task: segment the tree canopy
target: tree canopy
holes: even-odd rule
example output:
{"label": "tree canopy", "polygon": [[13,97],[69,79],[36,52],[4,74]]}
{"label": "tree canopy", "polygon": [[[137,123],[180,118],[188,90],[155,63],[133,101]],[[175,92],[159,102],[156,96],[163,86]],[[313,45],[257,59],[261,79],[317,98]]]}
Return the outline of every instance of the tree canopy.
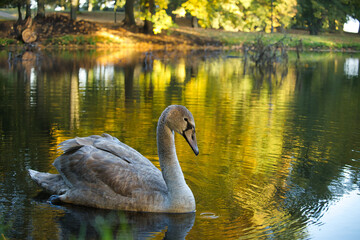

· · · · ·

**What to produce:** Using the records above, reproduce exactly the lines from the line containing "target: tree canopy" through the last line, with both ends kept and no pictures.

**Solution to the exercise:**
target: tree canopy
holes: even-odd rule
example output:
{"label": "tree canopy", "polygon": [[13,97],[69,79],[36,52],[4,74]]}
{"label": "tree canopy", "polygon": [[[137,123],[180,118],[188,90],[155,63],[133,101]],[[175,92],[159,102],[156,96],[163,86]],[[313,45],[257,59],[261,79],[317,98]]]}
Return the outline of every instance of the tree canopy.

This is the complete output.